> **TASKS FOR THIS EXERCISE**:
- a) Answer these from the review of the book on cultural conflict:
(i) On what date did the California jury acquit the four officers?
(ii) What question did Rodney King ask when he appealed for public order?
(iii) Which readers does getAbstract recommend the book to?
- b) Can you carry on the review of the book on cultural conflict from where it stops?
>> start GIVEN PASSAGE
On April 29, 1992, a California jury acquitted four Los Angeles police officers of using excessive force against Rodney King, an African-American motorist whom they had severely beaten after a high-speed car chase. The beating had been caught on camera and televised. The not-guilty verdict sparked four days of massive rioting by blacks in Los Angeles. To help quell the mayhem, King appealed for public order by asking, “Can we all get along?” Unfortunately, “getting along” is never easy, particularly when cultures come into conflict, as embodied by the white law enforcement officers and the black driver. Considering the number of such seemingly intractable conflicts around the world, many contend that they simply cannot be resolved. This book claims otherwise, at least for smaller-scale disagreements where members of different cultures can sit down with each other to iron things out. Michelle LeBaron and Venashri Pillay explain the potential of “building relationships” as a solution to conflict. They focus on using knowledge and understanding to bridge cultural chasms, and report on international studies and case histories. They also explain the psychology of conflict and cultural assumptions. getAbstract applauds the authors for their insightful analysis and intelligent approach, and recommends this book to human resource managers and others who work with employees from a variety of cultural backgrounds.
>> end GIVEN PASSAGE
>> start INFORMATION GIVEN
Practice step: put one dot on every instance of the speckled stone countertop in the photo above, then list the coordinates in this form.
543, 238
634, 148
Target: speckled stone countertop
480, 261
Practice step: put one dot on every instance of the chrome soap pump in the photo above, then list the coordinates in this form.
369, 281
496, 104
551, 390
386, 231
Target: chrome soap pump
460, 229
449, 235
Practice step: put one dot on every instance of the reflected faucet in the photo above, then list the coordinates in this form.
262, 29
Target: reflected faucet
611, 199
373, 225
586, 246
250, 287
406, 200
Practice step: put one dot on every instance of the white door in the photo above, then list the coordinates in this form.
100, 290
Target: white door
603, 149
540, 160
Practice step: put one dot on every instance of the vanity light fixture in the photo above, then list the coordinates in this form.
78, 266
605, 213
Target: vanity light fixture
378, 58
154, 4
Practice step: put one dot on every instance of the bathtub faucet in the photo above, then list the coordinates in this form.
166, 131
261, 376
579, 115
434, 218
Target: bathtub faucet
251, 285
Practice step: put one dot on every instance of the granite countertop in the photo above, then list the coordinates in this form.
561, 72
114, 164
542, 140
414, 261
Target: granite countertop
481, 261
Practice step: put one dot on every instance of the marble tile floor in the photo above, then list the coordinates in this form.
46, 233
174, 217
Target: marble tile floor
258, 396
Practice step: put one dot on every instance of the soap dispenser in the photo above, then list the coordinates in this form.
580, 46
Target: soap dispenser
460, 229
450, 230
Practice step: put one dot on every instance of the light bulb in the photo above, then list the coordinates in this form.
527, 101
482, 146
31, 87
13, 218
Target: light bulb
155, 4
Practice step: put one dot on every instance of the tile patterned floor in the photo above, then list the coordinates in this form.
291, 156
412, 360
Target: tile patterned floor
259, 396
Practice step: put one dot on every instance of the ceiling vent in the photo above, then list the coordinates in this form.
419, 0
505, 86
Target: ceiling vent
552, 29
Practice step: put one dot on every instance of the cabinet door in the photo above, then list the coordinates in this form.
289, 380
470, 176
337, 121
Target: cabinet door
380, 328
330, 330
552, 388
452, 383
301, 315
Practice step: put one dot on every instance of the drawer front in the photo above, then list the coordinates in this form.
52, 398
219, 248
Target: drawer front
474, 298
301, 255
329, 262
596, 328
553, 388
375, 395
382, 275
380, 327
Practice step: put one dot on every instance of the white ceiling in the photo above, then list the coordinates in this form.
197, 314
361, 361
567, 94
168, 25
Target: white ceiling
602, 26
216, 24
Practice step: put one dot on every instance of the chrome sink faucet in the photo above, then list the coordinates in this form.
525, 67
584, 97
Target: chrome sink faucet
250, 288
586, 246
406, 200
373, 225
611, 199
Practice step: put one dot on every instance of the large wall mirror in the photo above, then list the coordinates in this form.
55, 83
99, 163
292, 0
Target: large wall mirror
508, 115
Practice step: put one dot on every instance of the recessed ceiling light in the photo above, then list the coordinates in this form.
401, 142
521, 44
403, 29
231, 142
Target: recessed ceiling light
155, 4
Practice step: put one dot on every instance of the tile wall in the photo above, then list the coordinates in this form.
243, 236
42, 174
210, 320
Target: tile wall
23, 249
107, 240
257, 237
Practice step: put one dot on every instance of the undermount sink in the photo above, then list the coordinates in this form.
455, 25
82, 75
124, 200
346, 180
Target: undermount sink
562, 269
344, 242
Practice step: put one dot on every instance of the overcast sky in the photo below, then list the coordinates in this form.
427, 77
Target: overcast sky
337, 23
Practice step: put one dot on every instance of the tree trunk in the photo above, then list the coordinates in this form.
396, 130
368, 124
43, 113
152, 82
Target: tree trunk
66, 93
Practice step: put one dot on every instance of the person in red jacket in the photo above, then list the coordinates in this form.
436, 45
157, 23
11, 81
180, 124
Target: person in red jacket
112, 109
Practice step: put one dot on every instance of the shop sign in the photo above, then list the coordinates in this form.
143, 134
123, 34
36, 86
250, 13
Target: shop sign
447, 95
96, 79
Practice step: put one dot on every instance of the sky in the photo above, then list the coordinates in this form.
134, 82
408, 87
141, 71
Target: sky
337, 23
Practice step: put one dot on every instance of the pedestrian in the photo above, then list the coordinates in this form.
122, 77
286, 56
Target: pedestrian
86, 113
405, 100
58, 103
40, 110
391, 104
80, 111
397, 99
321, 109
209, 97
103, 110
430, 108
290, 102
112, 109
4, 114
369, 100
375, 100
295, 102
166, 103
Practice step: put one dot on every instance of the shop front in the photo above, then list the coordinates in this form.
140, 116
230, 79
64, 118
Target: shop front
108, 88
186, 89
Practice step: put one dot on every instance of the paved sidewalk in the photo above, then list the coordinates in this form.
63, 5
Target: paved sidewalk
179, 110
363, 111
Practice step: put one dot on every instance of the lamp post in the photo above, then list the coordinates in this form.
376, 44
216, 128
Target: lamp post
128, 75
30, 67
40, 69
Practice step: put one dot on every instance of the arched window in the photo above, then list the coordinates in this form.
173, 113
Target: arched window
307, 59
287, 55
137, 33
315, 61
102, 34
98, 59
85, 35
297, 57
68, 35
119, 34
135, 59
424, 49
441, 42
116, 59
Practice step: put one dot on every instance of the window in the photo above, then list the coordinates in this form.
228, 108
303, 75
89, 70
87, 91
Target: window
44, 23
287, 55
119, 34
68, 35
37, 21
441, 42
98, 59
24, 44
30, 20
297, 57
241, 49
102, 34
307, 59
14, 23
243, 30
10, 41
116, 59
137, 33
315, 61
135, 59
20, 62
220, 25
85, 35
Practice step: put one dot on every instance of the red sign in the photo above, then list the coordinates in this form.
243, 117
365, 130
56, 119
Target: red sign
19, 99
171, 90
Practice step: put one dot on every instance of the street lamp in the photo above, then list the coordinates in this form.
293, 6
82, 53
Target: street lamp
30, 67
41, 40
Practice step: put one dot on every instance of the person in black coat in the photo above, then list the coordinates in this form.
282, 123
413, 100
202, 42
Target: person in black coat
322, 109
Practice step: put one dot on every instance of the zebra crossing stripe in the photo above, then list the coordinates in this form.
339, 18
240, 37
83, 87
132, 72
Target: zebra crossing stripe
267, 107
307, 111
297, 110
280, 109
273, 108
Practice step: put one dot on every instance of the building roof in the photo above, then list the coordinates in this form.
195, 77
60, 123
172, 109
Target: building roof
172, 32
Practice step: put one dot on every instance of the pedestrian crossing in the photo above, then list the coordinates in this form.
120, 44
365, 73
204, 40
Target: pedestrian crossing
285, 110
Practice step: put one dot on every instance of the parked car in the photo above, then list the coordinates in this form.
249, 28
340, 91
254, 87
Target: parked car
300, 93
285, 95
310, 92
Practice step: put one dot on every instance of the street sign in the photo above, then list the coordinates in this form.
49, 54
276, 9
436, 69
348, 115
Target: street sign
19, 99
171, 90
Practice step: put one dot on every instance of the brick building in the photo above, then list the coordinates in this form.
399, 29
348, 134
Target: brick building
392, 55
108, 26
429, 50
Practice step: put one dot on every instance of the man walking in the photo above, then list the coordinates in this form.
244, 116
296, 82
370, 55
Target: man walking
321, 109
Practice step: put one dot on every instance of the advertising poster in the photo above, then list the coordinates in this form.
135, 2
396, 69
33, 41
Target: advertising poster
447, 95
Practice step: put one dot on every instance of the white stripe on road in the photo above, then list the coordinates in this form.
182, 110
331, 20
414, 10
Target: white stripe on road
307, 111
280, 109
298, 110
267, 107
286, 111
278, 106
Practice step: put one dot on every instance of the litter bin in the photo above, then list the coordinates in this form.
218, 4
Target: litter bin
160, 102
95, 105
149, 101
>> end INFORMATION GIVEN
> **THE REPLIES**:
- a)
(i) April 29, 1992.
(ii) "Can we all get along?"
(iii) Human resource managers and others who work with employees from a variety of cultural backgrounds.

- b)
- Resolving intercultural conflict requires building relationships.
- On some level, all conflicts are cultural.
- Conflict becomes most pronounced when interdependent cultural groups vie with each other over limited resources.
- Conflict shapes culture, and culture shapes conflict.
- The dynamics of a conflict often evolve as events unfold.
- Without openness and understanding, conflict will remain in place.
- Stereotypical thinking always stands in the way of intercultural conflict resolution.
- Social scientists have identified "cultural starting points" to use in understanding people from other cultures.
- You can develop skills that will help you resolve intercultural conflict.
- Achieving "cultural fluency," though difficult, is an important step toward resolving differences with those from other cultures, known as "cultural others."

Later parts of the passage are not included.